My painting's going very slowly at the moment, mainly due to real life commitments, and I've pretty much resigned myself to not getting the miniatures I want painted done by the time BOYL 2014 comes around.

However I did realise while painting my last batch of orcs that I struggle with enthusiasm at the base coating stage, so this time around I tried changing from my normal routine. Rather than basecoat everything then shade and highlight second, I tried with a couple of chaos warriors doing each main area fully from basecoat to finished, then moving on to the next. It does seem to help with the motivation side of things, even though I'm not sure it makes me any faster. So I think I'll stick with that approach for a while.

I'm not 100% happy with the way these two ended up. The shields especially I think are rather weak, after thinking with my last batch I had done a decent job on shields. And the green armoured guy has a rather heavy handed shading wash, amongst other things.

Other than doing the bases I need to move on to the next pieces now though. I'll come back these along with others of my recent efforts once I can field a useful amount of painted figures. Meanwhile the lesson learned is (surprise) preparation is key - although I'm loath to chop at the figure the green chap needs to lose his shield boss to give me a flat area to work on, whereas his compatriot needs some work to flatten out the join between his shield and the figure.

I've a battle looming in less than a week though, and at least 3 more figures (ideally 5) to get done by then...

Data shown |
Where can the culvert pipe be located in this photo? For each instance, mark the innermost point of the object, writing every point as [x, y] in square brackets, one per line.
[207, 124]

Problems and tasks |
[1] Answer these questions about the miniature painting post:
(a) What event does the writer expect not to have the wanted miniatures painted for?
(b) On which figures did the writer try the new painting routine?
(c) At minimum, how many more figures must be finished before the upcoming battle?
[2] Name every painting step that the miniature painting post gives as part of the writer's normal routine.
[3] Please quote the miniature painting post between "I'm not 100%" and "done by then...", inclusive.

Replies |
[1]
(a) BOYL 2014
(b) A couple of chaos warriors
(c) At least 3

[2]
- Basecoat
- Shade
- Highlight

[3]
I'm not 100% happy with the way these two ended up. The shields especially I think are rather weak, after thinking with my last batch I had done a decent job on shields. And the green armoured guy has a rather heavy handed shading wash, amongst other things.

Other than doing the bases I need to move on to the next pieces now though. I'll come back these along with others of my recent efforts once I can field a useful amount of painted figures. Meanwhile the lesson learned is (surprise) preparation is key - although I'm loath to chop at the figure the green chap needs to lose his shield boss to give me a flat area to work on, whereas his compatriot needs some work to flatten out the join between his shield and the figure.

I've a battle looming in less than a week though, and at least 3 more figures (ideally 5) to get done by then...